→ Stored rows
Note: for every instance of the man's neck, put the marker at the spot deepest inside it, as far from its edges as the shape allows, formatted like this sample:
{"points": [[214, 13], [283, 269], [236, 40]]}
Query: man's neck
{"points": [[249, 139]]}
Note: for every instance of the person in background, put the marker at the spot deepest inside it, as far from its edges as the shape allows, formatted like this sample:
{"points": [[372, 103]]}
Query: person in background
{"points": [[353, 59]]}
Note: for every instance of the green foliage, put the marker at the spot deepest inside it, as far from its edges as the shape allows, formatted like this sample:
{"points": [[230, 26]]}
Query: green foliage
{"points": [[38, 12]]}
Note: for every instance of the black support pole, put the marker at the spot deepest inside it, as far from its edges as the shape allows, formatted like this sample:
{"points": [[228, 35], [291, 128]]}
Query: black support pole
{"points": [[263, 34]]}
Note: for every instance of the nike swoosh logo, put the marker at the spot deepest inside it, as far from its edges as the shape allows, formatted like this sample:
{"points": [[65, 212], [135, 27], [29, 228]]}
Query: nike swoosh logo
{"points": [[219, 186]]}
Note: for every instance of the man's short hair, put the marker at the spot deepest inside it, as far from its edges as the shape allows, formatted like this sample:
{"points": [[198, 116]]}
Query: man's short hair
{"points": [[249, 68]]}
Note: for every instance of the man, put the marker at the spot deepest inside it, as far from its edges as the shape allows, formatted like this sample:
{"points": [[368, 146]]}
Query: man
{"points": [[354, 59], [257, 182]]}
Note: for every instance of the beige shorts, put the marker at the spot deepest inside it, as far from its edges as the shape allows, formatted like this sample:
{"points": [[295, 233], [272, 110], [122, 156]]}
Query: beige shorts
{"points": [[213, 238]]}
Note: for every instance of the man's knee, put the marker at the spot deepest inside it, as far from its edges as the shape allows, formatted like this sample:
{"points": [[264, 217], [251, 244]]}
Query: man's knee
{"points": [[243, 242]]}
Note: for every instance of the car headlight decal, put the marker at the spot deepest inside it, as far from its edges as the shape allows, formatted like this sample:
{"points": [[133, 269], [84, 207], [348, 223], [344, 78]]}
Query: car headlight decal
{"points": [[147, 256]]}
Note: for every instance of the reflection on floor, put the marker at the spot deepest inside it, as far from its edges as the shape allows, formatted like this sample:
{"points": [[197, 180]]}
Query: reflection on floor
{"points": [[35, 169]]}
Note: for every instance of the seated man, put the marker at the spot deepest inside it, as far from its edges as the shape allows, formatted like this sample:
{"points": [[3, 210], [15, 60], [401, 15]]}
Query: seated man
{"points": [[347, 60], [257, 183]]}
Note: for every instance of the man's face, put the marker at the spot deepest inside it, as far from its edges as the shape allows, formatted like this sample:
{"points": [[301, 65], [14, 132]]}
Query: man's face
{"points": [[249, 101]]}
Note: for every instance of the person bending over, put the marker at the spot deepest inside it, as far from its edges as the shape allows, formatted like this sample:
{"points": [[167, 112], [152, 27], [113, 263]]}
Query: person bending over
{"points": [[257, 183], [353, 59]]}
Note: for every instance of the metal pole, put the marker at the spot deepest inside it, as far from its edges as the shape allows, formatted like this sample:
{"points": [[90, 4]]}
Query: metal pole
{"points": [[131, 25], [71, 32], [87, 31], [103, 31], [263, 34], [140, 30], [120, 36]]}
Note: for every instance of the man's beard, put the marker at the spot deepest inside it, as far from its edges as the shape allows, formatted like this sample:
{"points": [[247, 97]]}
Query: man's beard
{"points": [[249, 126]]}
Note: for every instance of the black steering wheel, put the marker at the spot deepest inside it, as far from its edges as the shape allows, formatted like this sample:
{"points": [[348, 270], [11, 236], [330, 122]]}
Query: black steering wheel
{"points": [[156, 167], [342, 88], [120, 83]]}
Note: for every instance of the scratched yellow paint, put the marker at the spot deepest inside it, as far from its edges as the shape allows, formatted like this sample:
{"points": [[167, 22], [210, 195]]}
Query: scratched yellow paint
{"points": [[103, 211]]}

→ Exercise task
Reproduce every item above verbatim, with nothing added, dropped, or altered.

→ Answer to this exercise
Note: for every instance of the man's neck, put the marker at the spot deepest inside it, as far from its edges as the shape allows, formatted like this sample:
{"points": [[214, 13], [283, 269], [236, 40]]}
Query: man's neck
{"points": [[249, 139]]}
Note: for every instance of the person in background, put the marker at the spot deepest inside it, as far from its edges as the shape allows, formatted like this sample:
{"points": [[372, 103]]}
Query: person in background
{"points": [[353, 59]]}
Note: for every instance of the green foliage, put the marker at the spot deepest inside it, as far from its edges as the shape allows, formatted like this sample:
{"points": [[230, 26]]}
Query: green foliage
{"points": [[38, 12]]}
Note: for every instance of the black support pole, put the marker at the spot deepest inside it, as far from its edges as the shape allows, formatted like this sample:
{"points": [[228, 35], [291, 128]]}
Query: black support pole
{"points": [[263, 34]]}
Note: for every instance of the nike swoosh logo, put the marker at the spot deepest inside it, as far from its edges as the shape allows, formatted like this sample:
{"points": [[65, 212], [135, 27], [29, 228]]}
Query: nike swoosh logo
{"points": [[219, 186]]}
Note: for every instance of the man's short hair, put the marker at the spot deepest inside it, as far from its edges as the shape allows, formatted like this sample:
{"points": [[198, 116]]}
Query: man's short hair
{"points": [[249, 68]]}
Note: for every instance of the man, put the marker at the spot deepest inside it, as far from its edges as the shape allows, formatted like this sample:
{"points": [[368, 146]]}
Query: man
{"points": [[354, 59], [257, 182]]}
Note: for every instance of the beige shorts, put the marker at the spot deepest inside it, as far from its edges as the shape allows, formatted like this sample:
{"points": [[295, 233], [272, 110], [122, 156]]}
Query: beige shorts
{"points": [[213, 238]]}
Note: for every instance of the man's knee, put the marker at the spot deepest inside it, as far from its edges as the shape allows, formatted like this sample:
{"points": [[264, 217], [251, 244]]}
Query: man's knee
{"points": [[243, 242]]}
Note: for every instance of the car headlight decal, put the marker at the spot deepest inside it, as far from its edges as the shape allows, formatted like this sample:
{"points": [[133, 269], [84, 207], [348, 223], [344, 78]]}
Query: car headlight decal
{"points": [[147, 256]]}
Note: for every instance of the reflection on floor, put the marker at the spot deepest inside it, as far from its edges as the shape allows, formatted like this sample:
{"points": [[197, 180]]}
Query: reflection on floor
{"points": [[35, 169]]}
Note: for every instance of the seated man, put the marker at the spot deepest inside it, as far from its edges as the shape allows, formatted like this sample:
{"points": [[3, 210], [15, 60], [401, 15]]}
Query: seated man
{"points": [[347, 60], [257, 183]]}
Note: for every instance of the man's face, put the marker at the spot deepest inside it, as far from its edges as the shape allows, formatted like this sample:
{"points": [[301, 65], [14, 132]]}
Query: man's face
{"points": [[249, 101]]}
Note: for every instance of the person bending over, put the marker at the spot deepest inside it, as far from its edges as the shape allows, formatted like this sample:
{"points": [[167, 112], [152, 27], [113, 263]]}
Query: person bending over
{"points": [[257, 183], [353, 59]]}
Note: for every instance of the metal pole, put the marker at the spot deepest inside it, as far from its edges as the shape allows, formatted like this sample:
{"points": [[90, 4]]}
Query: metal pole
{"points": [[131, 25], [71, 32], [87, 31], [103, 31], [263, 34], [140, 30], [120, 36]]}
Note: for every instance of the man's beard, put the marker at the spot deepest inside it, as far from its edges as the shape allows, formatted like this sample:
{"points": [[247, 97]]}
Query: man's beard
{"points": [[249, 126]]}
Note: for every instance of the black steering wheel, put the marker at the spot deepest inside it, as far from its edges as the shape allows, formatted like this sample:
{"points": [[348, 270], [11, 236], [330, 122]]}
Query: black steering wheel
{"points": [[156, 167], [342, 88], [120, 83]]}
Note: for every instance of the scratched yellow paint, put the marker at the spot deepest inside it, as far from its edges as the shape allows, formatted like this sample:
{"points": [[167, 22], [210, 195]]}
Query: scratched yellow paint
{"points": [[103, 211]]}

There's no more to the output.